WHAT IS REQUIRED ▸
Filter the entries below, copying each line that contains the word "mountain". Treat uppercase and lowercase letters as different.

Collected data ▸
-=-=-
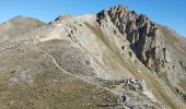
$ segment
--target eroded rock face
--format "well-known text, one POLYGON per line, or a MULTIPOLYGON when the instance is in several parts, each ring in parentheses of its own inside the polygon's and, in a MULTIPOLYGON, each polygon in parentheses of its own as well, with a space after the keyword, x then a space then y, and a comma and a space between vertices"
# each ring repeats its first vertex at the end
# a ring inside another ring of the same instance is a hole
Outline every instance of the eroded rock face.
POLYGON ((111 20, 118 31, 127 37, 130 47, 139 60, 149 69, 160 72, 166 68, 170 53, 162 40, 158 25, 146 15, 138 15, 123 5, 104 10, 97 14, 97 21, 111 20))

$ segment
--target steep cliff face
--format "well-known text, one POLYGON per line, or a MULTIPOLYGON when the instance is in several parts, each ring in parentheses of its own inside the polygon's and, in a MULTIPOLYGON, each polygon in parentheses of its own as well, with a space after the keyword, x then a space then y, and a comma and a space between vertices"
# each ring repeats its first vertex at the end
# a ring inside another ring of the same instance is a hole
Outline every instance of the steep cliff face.
POLYGON ((163 78, 174 92, 178 88, 182 96, 185 95, 185 39, 123 5, 97 13, 100 25, 104 21, 112 21, 148 69, 163 78))
POLYGON ((4 109, 186 107, 177 96, 186 98, 185 40, 146 15, 118 5, 49 24, 19 16, 0 28, 4 109))
POLYGON ((170 62, 158 25, 146 15, 138 15, 135 11, 118 5, 100 12, 97 16, 98 20, 111 19, 119 32, 127 37, 139 60, 149 69, 160 72, 170 62))

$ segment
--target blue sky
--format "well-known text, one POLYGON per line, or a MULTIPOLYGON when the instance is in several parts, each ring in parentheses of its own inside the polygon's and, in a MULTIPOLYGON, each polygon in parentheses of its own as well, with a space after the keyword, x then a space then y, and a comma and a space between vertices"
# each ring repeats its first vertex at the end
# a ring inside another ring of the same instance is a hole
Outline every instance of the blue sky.
POLYGON ((116 4, 125 4, 186 36, 186 0, 0 0, 0 22, 16 15, 49 22, 60 14, 96 13, 116 4))

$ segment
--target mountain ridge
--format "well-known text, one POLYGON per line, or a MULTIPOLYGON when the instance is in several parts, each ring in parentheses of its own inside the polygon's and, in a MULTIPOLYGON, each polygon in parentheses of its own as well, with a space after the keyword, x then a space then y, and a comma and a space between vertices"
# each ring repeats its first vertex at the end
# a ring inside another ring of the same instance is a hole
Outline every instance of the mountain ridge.
POLYGON ((185 46, 179 37, 176 43, 170 37, 174 40, 176 35, 123 5, 97 14, 63 15, 49 24, 42 23, 7 41, 8 45, 0 43, 0 86, 10 86, 0 90, 10 93, 9 98, 8 94, 0 96, 5 102, 0 106, 184 109, 185 46), (24 36, 27 38, 22 39, 24 36), (156 61, 160 64, 154 69, 156 61), (70 74, 66 75, 63 70, 70 74), (124 92, 128 100, 123 106, 118 100, 124 92))

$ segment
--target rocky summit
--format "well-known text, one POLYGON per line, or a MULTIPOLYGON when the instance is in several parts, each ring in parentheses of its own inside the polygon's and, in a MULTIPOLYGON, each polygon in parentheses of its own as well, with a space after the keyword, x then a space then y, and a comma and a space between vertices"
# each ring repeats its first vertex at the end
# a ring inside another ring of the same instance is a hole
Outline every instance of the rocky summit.
POLYGON ((124 5, 13 17, 0 60, 1 109, 186 108, 186 39, 124 5))

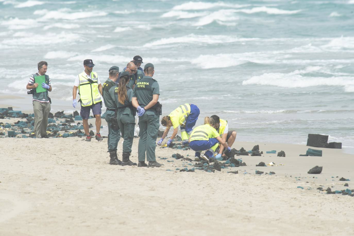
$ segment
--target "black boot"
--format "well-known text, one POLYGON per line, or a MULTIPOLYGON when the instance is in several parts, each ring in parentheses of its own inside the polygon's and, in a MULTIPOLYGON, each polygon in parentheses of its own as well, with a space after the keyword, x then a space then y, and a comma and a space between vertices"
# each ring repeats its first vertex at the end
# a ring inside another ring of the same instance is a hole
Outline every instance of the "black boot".
POLYGON ((148 167, 148 165, 145 163, 145 162, 139 162, 139 164, 138 164, 138 167, 148 167))
POLYGON ((162 165, 156 161, 149 162, 149 167, 160 167, 161 165, 162 165))
POLYGON ((123 152, 122 154, 123 157, 123 161, 122 162, 122 165, 136 165, 136 163, 135 163, 129 160, 130 152, 123 152))
POLYGON ((121 165, 122 162, 118 159, 117 156, 117 151, 109 152, 109 157, 110 160, 109 161, 110 165, 121 165))

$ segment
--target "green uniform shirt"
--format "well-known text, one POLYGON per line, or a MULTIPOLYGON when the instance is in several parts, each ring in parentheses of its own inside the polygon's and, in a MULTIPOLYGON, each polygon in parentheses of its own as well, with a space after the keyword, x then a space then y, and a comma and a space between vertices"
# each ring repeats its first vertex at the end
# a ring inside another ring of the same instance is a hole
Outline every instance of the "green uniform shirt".
POLYGON ((103 101, 106 107, 116 109, 118 107, 118 87, 111 79, 108 79, 102 85, 103 101))
POLYGON ((132 97, 133 97, 133 90, 129 88, 127 86, 126 87, 126 88, 127 89, 127 96, 128 97, 128 100, 127 100, 126 98, 125 99, 124 104, 122 104, 120 102, 118 102, 118 107, 123 107, 129 106, 131 104, 132 97))
MULTIPOLYGON (((137 98, 140 106, 144 107, 152 101, 154 94, 160 95, 159 83, 152 77, 144 75, 137 82, 133 97, 137 98)), ((148 115, 155 114, 155 111, 149 109, 146 113, 148 115)))
POLYGON ((136 84, 138 80, 142 79, 144 77, 144 72, 140 70, 137 71, 136 73, 130 76, 129 83, 128 83, 128 86, 131 89, 133 88, 133 85, 136 84))

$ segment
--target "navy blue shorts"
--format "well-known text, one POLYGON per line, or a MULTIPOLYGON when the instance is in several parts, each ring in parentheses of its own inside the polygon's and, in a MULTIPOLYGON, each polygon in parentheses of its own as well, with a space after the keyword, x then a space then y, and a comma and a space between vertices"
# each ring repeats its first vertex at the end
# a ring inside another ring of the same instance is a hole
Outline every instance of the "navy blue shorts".
POLYGON ((88 107, 83 107, 81 106, 81 110, 80 111, 80 116, 82 117, 82 119, 88 120, 90 118, 90 112, 92 109, 92 113, 93 114, 93 116, 95 115, 101 114, 101 103, 100 102, 96 104, 92 104, 91 106, 88 107))

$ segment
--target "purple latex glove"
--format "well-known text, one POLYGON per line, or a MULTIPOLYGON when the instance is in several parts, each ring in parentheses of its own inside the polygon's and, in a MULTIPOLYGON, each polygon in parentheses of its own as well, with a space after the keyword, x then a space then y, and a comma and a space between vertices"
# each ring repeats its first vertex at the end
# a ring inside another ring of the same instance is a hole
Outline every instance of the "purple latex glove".
POLYGON ((142 107, 140 106, 138 107, 138 108, 136 109, 138 110, 138 116, 141 116, 146 111, 142 107))
POLYGON ((44 88, 45 89, 49 89, 49 85, 45 83, 42 83, 42 88, 44 88))
POLYGON ((170 139, 170 140, 167 141, 167 146, 169 146, 171 144, 171 143, 172 142, 172 141, 173 141, 173 140, 172 139, 170 139))
POLYGON ((160 140, 160 141, 158 142, 157 144, 159 145, 161 145, 162 144, 162 141, 164 141, 163 139, 161 139, 160 140))

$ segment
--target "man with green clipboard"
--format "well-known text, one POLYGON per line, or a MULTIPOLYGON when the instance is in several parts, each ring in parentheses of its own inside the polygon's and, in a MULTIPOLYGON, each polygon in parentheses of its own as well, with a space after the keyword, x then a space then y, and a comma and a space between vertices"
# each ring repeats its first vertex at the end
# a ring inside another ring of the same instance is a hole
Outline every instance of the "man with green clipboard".
POLYGON ((29 78, 26 86, 30 89, 33 98, 33 113, 34 113, 34 128, 33 131, 36 138, 47 138, 47 127, 48 116, 50 111, 50 99, 48 91, 52 91, 50 78, 45 74, 48 63, 42 61, 38 62, 38 72, 29 78))

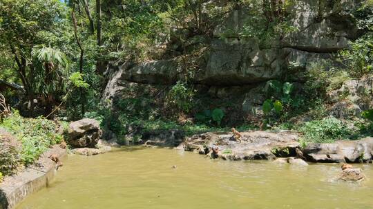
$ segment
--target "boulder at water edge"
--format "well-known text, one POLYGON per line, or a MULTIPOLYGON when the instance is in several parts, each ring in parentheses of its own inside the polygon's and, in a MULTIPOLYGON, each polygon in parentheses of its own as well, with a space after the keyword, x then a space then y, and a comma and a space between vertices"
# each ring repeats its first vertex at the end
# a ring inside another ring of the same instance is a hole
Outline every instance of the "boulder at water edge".
POLYGON ((71 122, 68 134, 68 142, 74 147, 95 147, 102 135, 102 131, 98 121, 84 118, 71 122))
POLYGON ((361 182, 365 178, 360 168, 347 168, 341 171, 338 180, 345 182, 361 182))

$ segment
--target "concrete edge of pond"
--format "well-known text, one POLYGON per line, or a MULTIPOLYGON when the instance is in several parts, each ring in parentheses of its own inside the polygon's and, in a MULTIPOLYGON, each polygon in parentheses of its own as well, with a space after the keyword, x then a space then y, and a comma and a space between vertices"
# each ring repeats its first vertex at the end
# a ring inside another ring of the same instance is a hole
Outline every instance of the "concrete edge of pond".
POLYGON ((27 196, 48 186, 57 173, 55 163, 48 158, 51 154, 60 160, 67 157, 66 149, 54 146, 36 163, 0 183, 0 209, 15 208, 27 196))

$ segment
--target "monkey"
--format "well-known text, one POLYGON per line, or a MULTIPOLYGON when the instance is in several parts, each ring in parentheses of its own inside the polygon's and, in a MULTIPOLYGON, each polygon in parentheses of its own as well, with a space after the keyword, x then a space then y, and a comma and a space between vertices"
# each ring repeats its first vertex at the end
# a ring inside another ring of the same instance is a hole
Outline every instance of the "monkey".
POLYGON ((234 139, 238 142, 242 142, 242 136, 241 135, 241 133, 240 133, 240 132, 237 131, 237 130, 236 130, 235 128, 232 128, 231 131, 232 131, 232 133, 233 134, 233 137, 234 138, 234 139))
POLYGON ((66 146, 67 146, 66 142, 65 142, 65 140, 62 140, 61 144, 59 144, 59 146, 62 148, 66 148, 66 146))
POLYGON ((350 165, 350 164, 343 164, 342 165, 341 165, 341 168, 342 168, 342 170, 345 170, 347 168, 352 168, 352 165, 350 165))
POLYGON ((300 158, 303 160, 305 160, 305 157, 303 155, 303 153, 297 147, 296 148, 296 158, 300 158))
POLYGON ((55 154, 52 154, 49 155, 48 158, 52 160, 52 161, 56 163, 56 170, 58 170, 58 168, 59 168, 59 167, 61 167, 64 166, 62 162, 59 161, 59 159, 58 158, 58 157, 55 154))

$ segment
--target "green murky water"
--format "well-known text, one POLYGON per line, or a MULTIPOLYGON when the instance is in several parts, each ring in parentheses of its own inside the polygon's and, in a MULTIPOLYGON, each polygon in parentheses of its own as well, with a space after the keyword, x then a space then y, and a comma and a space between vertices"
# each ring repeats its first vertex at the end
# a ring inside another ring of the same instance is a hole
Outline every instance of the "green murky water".
MULTIPOLYGON (((357 166, 373 177, 373 166, 357 166)), ((373 181, 329 182, 339 169, 126 148, 69 156, 50 187, 17 208, 373 208, 373 181)))

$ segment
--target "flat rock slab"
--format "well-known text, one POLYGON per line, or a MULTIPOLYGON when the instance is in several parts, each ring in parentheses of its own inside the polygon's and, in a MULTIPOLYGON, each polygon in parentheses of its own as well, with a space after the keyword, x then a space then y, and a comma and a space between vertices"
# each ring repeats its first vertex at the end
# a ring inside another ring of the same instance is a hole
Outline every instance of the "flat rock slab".
POLYGON ((33 165, 0 184, 0 209, 15 208, 28 195, 48 186, 56 170, 55 163, 48 158, 51 154, 61 160, 66 156, 66 150, 54 146, 33 165))
POLYGON ((251 131, 240 133, 242 142, 235 140, 233 133, 207 133, 186 138, 180 148, 213 158, 224 160, 272 160, 276 157, 295 156, 299 147, 296 133, 251 131))
POLYGON ((341 140, 330 144, 314 143, 303 150, 307 161, 314 162, 371 162, 373 138, 360 140, 341 140))

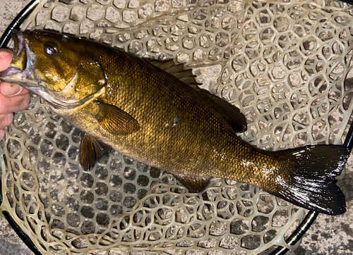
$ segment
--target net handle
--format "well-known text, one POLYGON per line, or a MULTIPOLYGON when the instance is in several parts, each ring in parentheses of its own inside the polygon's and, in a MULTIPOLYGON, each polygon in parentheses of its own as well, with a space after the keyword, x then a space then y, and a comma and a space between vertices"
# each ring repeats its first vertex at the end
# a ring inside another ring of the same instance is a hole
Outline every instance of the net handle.
POLYGON ((40 2, 40 0, 32 0, 18 13, 0 38, 0 48, 7 48, 7 44, 10 41, 10 34, 12 30, 14 29, 19 30, 22 22, 33 11, 40 2))
MULTIPOLYGON (((22 22, 33 11, 35 8, 39 4, 40 0, 32 0, 30 4, 28 4, 15 18, 15 19, 10 23, 7 27, 5 32, 0 38, 0 48, 7 48, 7 44, 10 42, 11 32, 14 29, 19 30, 22 22)), ((1 182, 0 182, 0 205, 2 204, 2 187, 1 182)), ((20 238, 20 240, 27 245, 27 247, 35 254, 35 255, 42 255, 38 249, 33 244, 30 238, 23 232, 20 227, 16 223, 16 221, 10 216, 10 213, 6 211, 3 211, 2 213, 5 218, 8 222, 8 224, 15 230, 16 234, 20 238)))
MULTIPOLYGON (((345 0, 344 1, 351 3, 350 0, 345 0)), ((0 38, 0 48, 7 48, 7 44, 11 39, 11 32, 14 29, 18 30, 20 28, 20 25, 22 22, 33 11, 35 8, 39 4, 40 2, 40 0, 32 0, 18 13, 15 19, 8 26, 1 37, 0 38)), ((353 125, 352 124, 349 127, 349 130, 345 140, 344 144, 346 145, 349 150, 352 150, 353 147, 353 125)), ((1 190, 1 182, 0 190, 1 190)), ((0 204, 2 202, 1 194, 2 192, 0 194, 0 204)), ((23 242, 26 244, 28 248, 30 248, 32 251, 35 253, 35 254, 42 255, 42 254, 39 251, 35 245, 32 242, 28 236, 20 230, 20 228, 18 226, 18 225, 17 225, 15 220, 13 220, 13 219, 10 216, 9 213, 7 211, 4 211, 3 213, 15 232, 23 241, 23 242)), ((319 213, 317 212, 310 211, 308 214, 306 214, 303 221, 295 230, 295 231, 289 236, 287 240, 286 240, 286 242, 288 243, 288 244, 295 244, 309 229, 318 214, 319 213)), ((270 255, 282 255, 287 253, 289 250, 289 249, 288 248, 279 247, 275 251, 271 252, 270 255)))

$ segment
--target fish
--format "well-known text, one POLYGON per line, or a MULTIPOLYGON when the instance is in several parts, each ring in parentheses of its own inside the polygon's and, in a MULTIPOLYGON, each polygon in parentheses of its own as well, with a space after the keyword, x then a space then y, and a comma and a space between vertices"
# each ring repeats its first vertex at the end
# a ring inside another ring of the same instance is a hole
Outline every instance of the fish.
POLYGON ((199 89, 182 65, 54 32, 12 37, 13 59, 0 80, 45 99, 84 133, 85 170, 113 148, 172 174, 191 192, 222 178, 319 213, 345 212, 335 177, 349 156, 346 147, 261 149, 239 138, 247 127, 241 111, 199 89))

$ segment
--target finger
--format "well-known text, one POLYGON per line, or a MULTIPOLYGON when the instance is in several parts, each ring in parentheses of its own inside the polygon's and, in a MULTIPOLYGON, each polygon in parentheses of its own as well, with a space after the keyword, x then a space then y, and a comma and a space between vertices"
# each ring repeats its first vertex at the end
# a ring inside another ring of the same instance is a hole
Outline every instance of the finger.
POLYGON ((30 103, 30 99, 29 94, 13 97, 7 97, 0 94, 0 114, 25 109, 30 103))
POLYGON ((7 49, 0 49, 0 71, 3 71, 10 66, 13 52, 7 49))
POLYGON ((28 90, 17 84, 0 83, 0 93, 6 97, 14 97, 29 93, 28 90))
POLYGON ((0 129, 11 125, 13 121, 13 113, 0 114, 0 129))

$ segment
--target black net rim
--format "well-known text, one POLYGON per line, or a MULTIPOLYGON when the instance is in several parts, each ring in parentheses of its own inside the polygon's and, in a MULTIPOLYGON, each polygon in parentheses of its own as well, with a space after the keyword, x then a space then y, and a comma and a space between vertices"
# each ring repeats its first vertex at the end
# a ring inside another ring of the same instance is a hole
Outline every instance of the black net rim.
MULTIPOLYGON (((352 3, 350 1, 345 1, 348 3, 352 3)), ((11 32, 13 30, 19 30, 20 26, 23 22, 27 18, 27 17, 32 12, 35 8, 40 2, 40 0, 32 0, 30 2, 15 18, 15 19, 11 22, 11 23, 8 26, 1 37, 0 38, 0 48, 6 48, 6 45, 11 39, 11 32)), ((345 139, 344 144, 351 151, 353 147, 353 125, 351 124, 347 137, 345 139)), ((0 191, 1 191, 1 182, 0 182, 0 191)), ((1 192, 2 194, 2 192, 1 192)), ((0 194, 0 205, 2 202, 2 197, 0 194)), ((296 244, 305 233, 310 228, 311 225, 314 223, 316 218, 318 216, 318 213, 310 211, 306 215, 304 220, 299 224, 298 228, 294 231, 294 232, 286 240, 286 242, 289 245, 296 244)), ((25 234, 22 230, 20 227, 13 220, 11 217, 10 214, 7 211, 4 211, 4 215, 6 220, 8 221, 11 226, 15 230, 16 234, 23 241, 23 242, 28 247, 28 248, 33 251, 36 255, 42 255, 39 251, 37 248, 29 238, 29 237, 25 234)), ((289 249, 288 248, 278 247, 275 250, 270 253, 270 255, 282 255, 286 254, 289 249)))

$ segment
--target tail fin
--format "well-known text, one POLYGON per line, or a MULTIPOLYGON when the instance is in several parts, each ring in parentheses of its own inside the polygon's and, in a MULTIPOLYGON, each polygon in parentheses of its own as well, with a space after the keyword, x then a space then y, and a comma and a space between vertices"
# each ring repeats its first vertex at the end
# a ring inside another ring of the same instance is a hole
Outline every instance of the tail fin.
POLYGON ((283 178, 280 191, 274 195, 319 213, 338 215, 345 209, 345 196, 336 185, 349 156, 345 146, 316 145, 279 151, 276 156, 289 161, 292 170, 283 178))

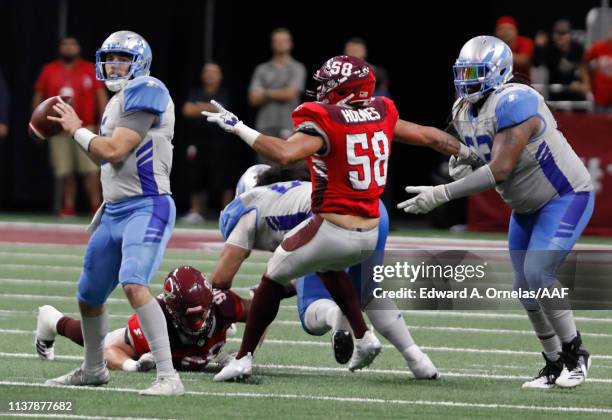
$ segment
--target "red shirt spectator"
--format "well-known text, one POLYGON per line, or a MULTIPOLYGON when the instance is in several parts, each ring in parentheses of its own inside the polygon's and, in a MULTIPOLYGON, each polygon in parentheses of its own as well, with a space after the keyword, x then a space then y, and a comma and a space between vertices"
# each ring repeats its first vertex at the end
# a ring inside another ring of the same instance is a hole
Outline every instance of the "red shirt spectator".
POLYGON ((43 99, 62 95, 72 97, 72 106, 84 126, 96 125, 96 91, 104 89, 96 80, 96 70, 90 61, 78 58, 70 66, 61 60, 46 64, 34 85, 43 99))
POLYGON ((533 41, 518 34, 516 20, 512 16, 502 16, 497 19, 495 36, 504 41, 513 53, 514 73, 520 73, 527 78, 531 73, 531 57, 533 41))
POLYGON ((612 106, 612 38, 593 44, 585 55, 585 61, 590 63, 595 104, 612 106))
-=-=-
IN RESPONSE ▸
--target mountain ridge
Outline every instance of the mountain ridge.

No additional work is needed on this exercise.